■ **Problem requirements**
Which lines in the records below contain the string "lamp"? List every such line in full, treating uppercase and lowercase letters as different.

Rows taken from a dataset
------------------------

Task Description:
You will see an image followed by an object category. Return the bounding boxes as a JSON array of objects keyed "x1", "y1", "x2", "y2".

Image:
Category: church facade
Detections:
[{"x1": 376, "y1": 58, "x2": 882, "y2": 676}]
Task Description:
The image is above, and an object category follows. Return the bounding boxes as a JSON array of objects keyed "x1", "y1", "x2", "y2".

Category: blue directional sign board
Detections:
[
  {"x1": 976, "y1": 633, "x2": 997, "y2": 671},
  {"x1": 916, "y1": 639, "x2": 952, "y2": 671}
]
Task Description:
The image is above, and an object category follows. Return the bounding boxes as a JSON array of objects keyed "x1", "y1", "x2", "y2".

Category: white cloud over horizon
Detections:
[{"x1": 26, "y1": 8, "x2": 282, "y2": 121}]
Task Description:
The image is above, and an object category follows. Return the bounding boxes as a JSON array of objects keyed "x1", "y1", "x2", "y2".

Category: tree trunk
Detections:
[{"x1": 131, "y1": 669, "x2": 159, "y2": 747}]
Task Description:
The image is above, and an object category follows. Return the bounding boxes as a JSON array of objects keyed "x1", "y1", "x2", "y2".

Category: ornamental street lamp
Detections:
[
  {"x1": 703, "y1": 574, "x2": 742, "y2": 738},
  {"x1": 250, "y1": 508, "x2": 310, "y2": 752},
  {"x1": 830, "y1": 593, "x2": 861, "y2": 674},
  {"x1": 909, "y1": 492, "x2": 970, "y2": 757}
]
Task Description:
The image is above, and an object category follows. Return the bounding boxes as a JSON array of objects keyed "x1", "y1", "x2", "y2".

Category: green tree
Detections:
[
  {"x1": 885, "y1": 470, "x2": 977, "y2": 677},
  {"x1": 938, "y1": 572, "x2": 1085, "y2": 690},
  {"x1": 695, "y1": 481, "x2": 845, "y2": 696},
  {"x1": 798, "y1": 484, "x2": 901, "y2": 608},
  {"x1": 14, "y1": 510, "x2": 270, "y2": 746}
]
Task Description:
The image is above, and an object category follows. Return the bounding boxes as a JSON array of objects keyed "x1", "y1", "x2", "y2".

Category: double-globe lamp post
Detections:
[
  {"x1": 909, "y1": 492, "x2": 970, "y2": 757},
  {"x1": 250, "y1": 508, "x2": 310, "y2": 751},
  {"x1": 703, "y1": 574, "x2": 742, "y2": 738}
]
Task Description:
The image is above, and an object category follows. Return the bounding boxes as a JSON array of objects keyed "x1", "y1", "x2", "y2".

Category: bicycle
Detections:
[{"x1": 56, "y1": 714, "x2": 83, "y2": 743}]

------------------------

■ **Task solution**
Category: ornamental street lamp
Category: double-globe lamp post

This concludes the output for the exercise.